DIRECTIONS - Put each line of the data below into a Markdown table with the columns Row and Line, numbering the rows and leaving out blank lines.

MATERIAL FOR THIS EXERCISE -

•••

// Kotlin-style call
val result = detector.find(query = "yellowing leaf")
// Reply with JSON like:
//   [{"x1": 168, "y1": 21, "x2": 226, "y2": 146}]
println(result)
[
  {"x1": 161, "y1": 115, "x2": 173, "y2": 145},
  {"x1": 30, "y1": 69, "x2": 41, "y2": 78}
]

•••

CORRECT RESULT -
| Row | Line |
|---|---|
| 1 | // Kotlin-style call |
| 2 | val result = detector.find(query = "yellowing leaf") |
| 3 | // Reply with JSON like: |
| 4 | //   [{"x1": 168, "y1": 21, "x2": 226, "y2": 146}] |
| 5 | println(result) |
| 6 | [ |
| 7 |   {"x1": 161, "y1": 115, "x2": 173, "y2": 145}, |
| 8 |   {"x1": 30, "y1": 69, "x2": 41, "y2": 78} |
| 9 | ] |